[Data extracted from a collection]
-------------------------

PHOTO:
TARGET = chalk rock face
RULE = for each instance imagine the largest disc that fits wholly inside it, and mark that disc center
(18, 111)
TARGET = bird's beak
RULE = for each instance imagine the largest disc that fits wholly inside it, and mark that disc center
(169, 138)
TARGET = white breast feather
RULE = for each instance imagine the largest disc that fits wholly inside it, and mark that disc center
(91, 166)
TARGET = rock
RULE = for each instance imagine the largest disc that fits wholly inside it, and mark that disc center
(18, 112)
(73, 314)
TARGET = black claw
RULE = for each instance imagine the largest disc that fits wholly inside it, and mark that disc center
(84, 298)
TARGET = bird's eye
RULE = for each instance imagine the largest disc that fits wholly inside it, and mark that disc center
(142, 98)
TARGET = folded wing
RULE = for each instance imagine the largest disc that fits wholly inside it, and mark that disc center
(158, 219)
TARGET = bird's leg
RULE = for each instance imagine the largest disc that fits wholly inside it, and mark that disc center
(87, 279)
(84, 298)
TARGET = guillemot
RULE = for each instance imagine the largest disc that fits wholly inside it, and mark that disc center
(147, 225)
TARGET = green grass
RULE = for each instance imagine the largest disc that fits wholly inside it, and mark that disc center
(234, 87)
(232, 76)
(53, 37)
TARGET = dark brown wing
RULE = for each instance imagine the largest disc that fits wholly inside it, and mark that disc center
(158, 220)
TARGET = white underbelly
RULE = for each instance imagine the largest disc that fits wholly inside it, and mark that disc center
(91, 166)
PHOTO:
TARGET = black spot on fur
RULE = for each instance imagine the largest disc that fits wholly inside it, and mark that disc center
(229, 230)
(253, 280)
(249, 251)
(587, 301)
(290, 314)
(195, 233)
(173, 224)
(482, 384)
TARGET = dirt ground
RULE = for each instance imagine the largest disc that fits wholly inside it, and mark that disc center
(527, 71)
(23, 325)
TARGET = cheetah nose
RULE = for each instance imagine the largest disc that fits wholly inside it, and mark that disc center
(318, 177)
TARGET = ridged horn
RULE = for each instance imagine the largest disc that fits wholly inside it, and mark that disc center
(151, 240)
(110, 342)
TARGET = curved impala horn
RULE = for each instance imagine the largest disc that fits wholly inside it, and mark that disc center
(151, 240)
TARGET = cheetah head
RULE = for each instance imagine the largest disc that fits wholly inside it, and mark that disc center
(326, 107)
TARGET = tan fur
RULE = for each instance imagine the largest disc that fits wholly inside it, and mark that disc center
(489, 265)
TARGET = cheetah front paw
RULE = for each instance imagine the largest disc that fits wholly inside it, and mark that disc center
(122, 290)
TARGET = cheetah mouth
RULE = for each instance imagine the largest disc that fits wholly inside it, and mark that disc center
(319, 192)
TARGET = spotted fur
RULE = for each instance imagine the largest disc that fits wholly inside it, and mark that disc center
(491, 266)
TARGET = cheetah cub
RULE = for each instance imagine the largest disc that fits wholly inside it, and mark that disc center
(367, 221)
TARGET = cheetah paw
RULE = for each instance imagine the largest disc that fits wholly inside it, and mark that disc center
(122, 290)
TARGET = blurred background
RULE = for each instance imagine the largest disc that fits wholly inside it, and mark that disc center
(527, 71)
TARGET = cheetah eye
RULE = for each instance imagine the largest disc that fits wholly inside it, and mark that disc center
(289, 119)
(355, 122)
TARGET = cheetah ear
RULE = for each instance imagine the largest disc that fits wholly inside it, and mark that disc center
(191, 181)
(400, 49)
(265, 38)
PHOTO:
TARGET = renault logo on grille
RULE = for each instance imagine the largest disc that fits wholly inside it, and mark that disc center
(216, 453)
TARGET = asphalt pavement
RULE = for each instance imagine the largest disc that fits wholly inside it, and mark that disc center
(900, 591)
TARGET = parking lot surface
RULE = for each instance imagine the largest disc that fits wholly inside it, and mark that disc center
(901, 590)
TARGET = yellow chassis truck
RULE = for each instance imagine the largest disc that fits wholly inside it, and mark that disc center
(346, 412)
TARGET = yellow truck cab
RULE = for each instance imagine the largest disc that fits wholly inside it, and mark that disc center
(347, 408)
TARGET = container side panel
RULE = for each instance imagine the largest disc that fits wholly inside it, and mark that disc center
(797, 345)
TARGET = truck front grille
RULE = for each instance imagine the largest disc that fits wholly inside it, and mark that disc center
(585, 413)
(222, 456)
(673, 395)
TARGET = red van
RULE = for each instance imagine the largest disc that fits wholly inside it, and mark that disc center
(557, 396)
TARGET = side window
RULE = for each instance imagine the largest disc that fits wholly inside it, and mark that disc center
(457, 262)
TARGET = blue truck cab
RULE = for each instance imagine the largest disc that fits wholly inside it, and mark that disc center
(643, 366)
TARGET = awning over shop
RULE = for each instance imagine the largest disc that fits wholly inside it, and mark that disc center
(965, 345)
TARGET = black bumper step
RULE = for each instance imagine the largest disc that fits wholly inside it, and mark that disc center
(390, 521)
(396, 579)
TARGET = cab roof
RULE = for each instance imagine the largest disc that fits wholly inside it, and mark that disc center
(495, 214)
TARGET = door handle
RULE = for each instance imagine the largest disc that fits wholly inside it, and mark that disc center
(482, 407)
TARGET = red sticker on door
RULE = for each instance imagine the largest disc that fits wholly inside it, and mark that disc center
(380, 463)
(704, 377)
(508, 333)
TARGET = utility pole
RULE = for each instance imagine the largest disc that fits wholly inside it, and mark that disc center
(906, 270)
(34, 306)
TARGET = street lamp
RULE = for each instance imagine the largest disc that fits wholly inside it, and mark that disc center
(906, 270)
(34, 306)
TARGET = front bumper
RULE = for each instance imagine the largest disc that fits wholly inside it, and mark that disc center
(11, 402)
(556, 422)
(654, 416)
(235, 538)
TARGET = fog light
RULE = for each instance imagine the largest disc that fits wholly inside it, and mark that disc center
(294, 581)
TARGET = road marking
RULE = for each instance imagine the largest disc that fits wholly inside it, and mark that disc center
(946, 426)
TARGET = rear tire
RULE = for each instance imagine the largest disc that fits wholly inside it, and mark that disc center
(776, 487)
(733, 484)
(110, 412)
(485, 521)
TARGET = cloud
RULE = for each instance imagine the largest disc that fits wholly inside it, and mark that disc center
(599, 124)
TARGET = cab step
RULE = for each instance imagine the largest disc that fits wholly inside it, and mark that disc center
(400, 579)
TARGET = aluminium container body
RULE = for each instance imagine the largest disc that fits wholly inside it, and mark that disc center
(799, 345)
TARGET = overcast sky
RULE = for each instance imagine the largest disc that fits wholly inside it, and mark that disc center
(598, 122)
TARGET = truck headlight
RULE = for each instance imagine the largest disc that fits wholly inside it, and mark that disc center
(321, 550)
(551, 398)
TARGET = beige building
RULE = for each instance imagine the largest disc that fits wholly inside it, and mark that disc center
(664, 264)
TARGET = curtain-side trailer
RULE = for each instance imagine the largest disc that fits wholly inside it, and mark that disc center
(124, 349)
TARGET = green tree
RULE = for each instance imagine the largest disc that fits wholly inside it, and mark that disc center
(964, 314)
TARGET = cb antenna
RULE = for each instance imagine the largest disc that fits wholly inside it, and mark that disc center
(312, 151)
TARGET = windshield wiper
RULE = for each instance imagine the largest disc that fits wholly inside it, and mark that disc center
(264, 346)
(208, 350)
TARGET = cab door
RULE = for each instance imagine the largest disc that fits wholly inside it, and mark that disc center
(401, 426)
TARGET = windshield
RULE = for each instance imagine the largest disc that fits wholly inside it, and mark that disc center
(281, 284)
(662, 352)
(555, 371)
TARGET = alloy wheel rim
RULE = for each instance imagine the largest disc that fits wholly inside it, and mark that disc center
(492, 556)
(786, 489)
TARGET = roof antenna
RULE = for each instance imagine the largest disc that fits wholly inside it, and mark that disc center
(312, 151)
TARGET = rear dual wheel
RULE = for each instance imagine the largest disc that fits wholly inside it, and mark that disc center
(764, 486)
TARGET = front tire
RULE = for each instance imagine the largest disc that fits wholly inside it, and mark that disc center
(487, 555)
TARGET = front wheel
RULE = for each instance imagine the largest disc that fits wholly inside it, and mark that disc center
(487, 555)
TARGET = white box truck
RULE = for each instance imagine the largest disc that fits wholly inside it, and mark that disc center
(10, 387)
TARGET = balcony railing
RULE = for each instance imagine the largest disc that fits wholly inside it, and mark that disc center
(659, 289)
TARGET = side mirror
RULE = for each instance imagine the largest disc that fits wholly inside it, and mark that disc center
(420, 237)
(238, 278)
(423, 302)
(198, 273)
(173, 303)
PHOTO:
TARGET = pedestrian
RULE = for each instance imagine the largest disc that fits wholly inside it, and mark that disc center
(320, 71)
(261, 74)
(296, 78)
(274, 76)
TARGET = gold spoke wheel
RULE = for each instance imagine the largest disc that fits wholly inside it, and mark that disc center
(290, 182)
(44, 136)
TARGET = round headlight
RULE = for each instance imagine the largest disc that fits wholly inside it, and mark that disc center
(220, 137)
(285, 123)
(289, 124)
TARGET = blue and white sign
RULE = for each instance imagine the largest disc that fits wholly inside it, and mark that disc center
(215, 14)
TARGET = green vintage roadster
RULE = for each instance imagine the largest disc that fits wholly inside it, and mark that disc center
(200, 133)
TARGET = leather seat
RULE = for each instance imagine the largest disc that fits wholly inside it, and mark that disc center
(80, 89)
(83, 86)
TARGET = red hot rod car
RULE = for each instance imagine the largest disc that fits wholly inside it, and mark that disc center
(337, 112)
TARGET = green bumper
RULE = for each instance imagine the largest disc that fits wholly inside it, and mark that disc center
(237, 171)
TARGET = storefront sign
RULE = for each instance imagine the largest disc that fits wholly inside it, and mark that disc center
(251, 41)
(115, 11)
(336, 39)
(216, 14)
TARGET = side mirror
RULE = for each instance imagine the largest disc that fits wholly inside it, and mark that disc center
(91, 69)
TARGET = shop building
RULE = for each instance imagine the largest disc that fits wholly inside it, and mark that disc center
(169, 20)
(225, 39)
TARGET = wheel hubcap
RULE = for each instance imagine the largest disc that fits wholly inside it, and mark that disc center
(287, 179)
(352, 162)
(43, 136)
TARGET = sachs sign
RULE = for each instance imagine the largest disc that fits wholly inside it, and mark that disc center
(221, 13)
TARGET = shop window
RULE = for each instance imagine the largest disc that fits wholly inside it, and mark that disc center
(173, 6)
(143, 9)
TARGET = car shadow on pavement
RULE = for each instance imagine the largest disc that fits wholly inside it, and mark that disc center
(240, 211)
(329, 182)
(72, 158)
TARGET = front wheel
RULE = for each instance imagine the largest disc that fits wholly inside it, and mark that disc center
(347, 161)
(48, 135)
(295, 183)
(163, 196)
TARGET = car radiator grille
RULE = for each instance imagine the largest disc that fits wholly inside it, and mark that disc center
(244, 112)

-------------------------

### Task instructions
For each line in the entries that contains the string "window", make a copy.

### Output below
TARGET = side window
TARGET = shop window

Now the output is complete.